# IOLE`s journal, first timer, need all the help



## iole (Mar 7, 2006)

Hey guys, I already started a thread on Indoor Growing and they suggested coming here. I have 4 tiny pots w/ a seed each, two have popped out and two haven`t. I leave them outside for a while each day when its warm and sunny, when it starts getting cooler I put them behind the window where the sun can still get to them, then I take them inside and stick them under my desk lamp for a few hours (poor plants). I have no idea what kind of seeds they are, they were taken off of some pot I got. Its day five and they look like this


----------



## Mutt (Mar 7, 2006)

Desk lamp isn't doing a thing. Incadescent bulbs send too much of the green spectrum which is being reflected off the leaves. you need at least 2 compact florous on there. Wal-mart has em cheap get at least the 30W cool white ones.  they have a dual pack for 10 bucks I think. Inside or outside. best to pick a path and go indoor or outdoor. your confusing the plant with the excess stress. IMO. Both are two different ways of growing. If you pick one then we'll be able to help you with your grow correctly. You will need supplies either way you go. Best to come up with a budget. Indoor your looking at 50 bucks minimum.


----------



## iole (Mar 7, 2006)

Looks like I`ll be doing outdoor, thing is that I dont get that many hours of sunlight, would it hurt the plant or simply slow down its growth? SO better w/out light than w/ the desk lamp? How does the plant look? I live in Italy by the way. Thanks guys, looks I'll be switching off the lamp


----------



## Mutt (Mar 7, 2006)

Record excerpts.
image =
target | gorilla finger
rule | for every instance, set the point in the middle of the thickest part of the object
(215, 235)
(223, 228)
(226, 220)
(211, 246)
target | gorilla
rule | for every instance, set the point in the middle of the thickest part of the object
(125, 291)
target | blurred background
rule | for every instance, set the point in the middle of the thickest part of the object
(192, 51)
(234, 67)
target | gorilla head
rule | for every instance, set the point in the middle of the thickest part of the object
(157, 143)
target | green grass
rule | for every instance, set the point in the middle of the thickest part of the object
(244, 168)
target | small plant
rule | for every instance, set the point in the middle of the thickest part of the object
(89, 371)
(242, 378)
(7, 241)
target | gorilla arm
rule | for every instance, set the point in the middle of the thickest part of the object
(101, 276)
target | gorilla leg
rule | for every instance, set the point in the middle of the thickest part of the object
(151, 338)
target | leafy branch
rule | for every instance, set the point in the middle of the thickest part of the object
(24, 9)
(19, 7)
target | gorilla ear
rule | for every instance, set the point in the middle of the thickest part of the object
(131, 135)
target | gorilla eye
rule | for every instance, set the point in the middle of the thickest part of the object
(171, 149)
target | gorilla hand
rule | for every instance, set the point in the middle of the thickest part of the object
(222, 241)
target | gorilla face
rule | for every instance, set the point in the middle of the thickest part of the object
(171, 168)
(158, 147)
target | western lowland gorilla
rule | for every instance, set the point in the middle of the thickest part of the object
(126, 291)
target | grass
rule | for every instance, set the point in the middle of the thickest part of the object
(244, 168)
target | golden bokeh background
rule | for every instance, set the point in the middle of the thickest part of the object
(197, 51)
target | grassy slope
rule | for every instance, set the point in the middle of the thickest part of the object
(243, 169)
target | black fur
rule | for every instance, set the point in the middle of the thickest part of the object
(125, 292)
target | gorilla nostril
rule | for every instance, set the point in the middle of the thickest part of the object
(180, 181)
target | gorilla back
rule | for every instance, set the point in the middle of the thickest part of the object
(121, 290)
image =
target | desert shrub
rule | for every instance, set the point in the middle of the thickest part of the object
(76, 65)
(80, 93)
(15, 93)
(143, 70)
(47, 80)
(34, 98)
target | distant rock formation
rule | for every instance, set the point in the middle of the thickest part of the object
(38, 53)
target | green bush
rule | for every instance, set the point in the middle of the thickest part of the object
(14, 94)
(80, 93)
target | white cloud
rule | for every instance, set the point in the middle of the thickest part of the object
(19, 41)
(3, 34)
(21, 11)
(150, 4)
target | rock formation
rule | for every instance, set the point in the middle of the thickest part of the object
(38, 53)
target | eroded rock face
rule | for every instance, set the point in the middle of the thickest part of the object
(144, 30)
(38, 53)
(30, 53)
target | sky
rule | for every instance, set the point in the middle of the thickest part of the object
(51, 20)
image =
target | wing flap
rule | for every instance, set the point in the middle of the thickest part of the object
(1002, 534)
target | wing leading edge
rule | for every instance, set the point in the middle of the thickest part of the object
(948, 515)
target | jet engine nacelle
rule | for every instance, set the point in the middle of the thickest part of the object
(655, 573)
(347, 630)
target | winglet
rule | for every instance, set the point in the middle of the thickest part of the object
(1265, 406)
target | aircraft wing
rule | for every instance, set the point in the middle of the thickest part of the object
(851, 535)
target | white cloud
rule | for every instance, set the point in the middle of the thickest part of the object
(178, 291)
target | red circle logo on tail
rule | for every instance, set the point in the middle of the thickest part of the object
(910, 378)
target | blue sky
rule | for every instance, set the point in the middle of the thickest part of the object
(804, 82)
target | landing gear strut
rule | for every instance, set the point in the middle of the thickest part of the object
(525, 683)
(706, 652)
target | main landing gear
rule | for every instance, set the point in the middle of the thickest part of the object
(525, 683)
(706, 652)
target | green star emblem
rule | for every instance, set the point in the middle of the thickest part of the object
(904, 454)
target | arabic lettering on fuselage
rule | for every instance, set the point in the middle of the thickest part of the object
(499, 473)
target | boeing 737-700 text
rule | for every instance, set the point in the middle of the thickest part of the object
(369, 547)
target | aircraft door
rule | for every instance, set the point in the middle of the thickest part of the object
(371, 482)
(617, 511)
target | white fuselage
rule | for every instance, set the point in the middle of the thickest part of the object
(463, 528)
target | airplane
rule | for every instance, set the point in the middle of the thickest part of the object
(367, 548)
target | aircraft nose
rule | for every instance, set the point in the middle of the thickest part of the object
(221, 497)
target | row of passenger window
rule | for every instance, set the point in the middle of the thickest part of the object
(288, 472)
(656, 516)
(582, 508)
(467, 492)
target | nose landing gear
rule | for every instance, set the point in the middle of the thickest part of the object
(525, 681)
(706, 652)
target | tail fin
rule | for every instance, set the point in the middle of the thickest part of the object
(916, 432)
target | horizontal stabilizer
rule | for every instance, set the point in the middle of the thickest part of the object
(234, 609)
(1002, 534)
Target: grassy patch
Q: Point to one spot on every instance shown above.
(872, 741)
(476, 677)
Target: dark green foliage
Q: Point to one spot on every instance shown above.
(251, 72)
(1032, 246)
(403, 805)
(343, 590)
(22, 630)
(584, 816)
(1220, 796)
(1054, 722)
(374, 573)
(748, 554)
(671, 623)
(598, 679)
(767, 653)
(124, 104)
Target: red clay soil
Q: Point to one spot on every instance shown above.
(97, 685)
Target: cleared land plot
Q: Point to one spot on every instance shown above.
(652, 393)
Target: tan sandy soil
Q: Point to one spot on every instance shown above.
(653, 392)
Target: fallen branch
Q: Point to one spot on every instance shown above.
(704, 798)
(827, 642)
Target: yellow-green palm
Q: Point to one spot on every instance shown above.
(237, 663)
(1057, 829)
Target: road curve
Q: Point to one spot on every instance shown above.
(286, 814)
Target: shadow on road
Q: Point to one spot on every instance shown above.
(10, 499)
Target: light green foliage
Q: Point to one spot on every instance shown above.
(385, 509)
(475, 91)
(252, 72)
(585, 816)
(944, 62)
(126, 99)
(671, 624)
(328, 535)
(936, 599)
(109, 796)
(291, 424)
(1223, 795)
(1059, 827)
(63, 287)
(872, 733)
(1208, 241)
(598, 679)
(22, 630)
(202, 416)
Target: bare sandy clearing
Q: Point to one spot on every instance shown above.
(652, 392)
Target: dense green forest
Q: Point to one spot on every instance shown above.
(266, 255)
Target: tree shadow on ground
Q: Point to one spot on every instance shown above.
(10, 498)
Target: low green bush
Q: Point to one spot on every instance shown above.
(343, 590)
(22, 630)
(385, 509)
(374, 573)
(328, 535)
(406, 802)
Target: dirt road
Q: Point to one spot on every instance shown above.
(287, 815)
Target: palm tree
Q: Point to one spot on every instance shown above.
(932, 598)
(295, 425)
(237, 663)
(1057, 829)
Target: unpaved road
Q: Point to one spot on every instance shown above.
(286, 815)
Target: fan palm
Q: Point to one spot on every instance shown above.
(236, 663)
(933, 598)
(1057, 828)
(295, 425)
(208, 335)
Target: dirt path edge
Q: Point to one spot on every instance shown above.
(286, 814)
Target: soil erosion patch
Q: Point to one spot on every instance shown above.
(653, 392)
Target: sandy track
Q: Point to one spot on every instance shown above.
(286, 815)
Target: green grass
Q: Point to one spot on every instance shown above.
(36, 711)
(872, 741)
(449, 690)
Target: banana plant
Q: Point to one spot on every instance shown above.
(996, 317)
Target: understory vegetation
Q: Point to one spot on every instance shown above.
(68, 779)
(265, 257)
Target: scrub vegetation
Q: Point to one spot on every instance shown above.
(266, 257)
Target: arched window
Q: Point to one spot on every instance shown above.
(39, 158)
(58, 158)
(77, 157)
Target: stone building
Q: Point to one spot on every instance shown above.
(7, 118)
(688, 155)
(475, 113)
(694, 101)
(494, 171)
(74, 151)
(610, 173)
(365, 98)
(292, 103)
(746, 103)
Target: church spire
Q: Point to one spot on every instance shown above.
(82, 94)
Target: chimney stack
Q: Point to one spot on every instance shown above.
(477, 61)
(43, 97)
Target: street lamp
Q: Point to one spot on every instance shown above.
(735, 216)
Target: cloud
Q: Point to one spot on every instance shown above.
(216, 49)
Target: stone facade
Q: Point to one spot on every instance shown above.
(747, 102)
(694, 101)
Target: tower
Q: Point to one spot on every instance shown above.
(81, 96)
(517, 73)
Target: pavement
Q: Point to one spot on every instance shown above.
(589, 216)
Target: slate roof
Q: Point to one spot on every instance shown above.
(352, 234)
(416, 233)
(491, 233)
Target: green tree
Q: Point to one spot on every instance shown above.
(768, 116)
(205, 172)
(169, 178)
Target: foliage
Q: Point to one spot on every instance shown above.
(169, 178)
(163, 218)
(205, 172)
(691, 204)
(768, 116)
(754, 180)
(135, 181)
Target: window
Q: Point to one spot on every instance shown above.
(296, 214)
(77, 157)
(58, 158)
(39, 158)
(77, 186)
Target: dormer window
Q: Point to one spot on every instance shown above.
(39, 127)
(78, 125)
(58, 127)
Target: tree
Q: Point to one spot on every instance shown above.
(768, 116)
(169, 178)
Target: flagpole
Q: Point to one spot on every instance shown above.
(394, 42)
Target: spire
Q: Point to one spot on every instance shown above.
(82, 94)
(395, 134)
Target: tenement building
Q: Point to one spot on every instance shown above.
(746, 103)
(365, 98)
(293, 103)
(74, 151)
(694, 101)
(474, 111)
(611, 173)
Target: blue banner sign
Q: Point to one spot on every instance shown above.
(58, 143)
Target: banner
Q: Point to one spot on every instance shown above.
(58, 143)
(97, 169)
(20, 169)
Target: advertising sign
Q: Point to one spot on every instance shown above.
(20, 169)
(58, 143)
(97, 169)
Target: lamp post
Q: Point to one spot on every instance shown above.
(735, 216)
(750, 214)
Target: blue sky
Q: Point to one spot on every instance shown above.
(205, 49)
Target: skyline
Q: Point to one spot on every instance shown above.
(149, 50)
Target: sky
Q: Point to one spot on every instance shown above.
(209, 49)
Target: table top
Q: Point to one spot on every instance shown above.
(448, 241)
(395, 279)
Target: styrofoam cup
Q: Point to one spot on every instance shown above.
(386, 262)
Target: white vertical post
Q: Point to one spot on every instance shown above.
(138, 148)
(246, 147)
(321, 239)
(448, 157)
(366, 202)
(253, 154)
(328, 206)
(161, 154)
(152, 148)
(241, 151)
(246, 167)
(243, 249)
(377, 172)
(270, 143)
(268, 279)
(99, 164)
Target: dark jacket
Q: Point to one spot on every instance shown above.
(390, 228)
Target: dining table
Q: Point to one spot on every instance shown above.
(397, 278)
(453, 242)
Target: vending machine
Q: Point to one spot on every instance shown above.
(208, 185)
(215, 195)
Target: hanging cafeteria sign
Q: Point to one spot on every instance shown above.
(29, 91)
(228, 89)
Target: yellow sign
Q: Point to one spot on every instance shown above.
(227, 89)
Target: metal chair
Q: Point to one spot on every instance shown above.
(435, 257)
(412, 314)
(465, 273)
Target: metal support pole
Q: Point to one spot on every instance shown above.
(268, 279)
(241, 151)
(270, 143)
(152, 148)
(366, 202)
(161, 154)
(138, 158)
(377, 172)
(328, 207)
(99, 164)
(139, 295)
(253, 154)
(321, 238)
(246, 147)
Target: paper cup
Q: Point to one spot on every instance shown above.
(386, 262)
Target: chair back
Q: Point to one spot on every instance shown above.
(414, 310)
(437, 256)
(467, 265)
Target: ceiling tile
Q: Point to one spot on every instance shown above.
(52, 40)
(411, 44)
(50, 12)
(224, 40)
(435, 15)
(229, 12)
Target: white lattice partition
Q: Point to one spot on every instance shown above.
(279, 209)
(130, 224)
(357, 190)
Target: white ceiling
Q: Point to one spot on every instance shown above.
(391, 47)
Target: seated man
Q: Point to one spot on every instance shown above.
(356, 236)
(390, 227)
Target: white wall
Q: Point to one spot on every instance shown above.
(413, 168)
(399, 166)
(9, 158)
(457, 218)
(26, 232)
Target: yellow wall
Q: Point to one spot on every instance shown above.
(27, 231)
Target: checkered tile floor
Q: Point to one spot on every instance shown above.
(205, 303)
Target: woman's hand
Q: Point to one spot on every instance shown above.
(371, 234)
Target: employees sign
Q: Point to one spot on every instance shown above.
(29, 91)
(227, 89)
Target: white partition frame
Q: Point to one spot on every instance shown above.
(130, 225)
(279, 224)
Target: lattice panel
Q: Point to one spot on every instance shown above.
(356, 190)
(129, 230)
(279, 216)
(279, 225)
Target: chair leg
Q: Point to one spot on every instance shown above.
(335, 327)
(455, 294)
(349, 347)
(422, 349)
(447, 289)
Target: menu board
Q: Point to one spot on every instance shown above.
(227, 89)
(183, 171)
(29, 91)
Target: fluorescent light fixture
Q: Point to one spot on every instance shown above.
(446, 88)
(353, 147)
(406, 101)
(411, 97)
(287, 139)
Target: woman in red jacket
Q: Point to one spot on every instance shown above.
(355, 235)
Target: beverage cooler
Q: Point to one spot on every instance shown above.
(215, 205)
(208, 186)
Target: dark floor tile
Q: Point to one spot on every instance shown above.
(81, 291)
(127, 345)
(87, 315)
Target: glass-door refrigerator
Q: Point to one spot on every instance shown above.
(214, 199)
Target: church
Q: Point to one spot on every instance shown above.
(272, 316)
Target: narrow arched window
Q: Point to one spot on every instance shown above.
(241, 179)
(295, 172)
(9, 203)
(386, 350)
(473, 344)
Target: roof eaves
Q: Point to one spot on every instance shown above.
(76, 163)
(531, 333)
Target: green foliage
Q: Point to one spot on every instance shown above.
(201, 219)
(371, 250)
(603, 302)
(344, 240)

Goals.
1: Answer these questions about the growing journal thread above:
(a) How many pots does iole have, and how many seeds have popped out?
(b) What wattage and type of compact fluorescent bulbs does Mutt say to get at least?
(c) In what country does iole live?
2: Quote the part of the growing journal thread between "Desk lamp isn't" and "50 bucks minimum.", inclusive.

List of solutions.
1:
(a) Four pots, two of which have popped out.
(b) At least 30W cool white bulbs.
(c) Italy.

2:
Desk lamp isn't doing a thing. Incadescent bulbs send too much of the green spectrum which is being reflected off the leaves. you need at least 2 compact florous on there. Wal-mart has em cheap get at least the 30W cool white ones.  they have a dual pack for 10 bucks I think. Inside or outside. best to pick a path and go indoor or outdoor. your confusing the plant with the excess stress. IMO. Both are two different ways of growing. If you pick one then we'll be able to help you with your grow correctly. You will need supplies either way you go. Best to come up with a budget. Indoor your looking at 50 bucks minimum.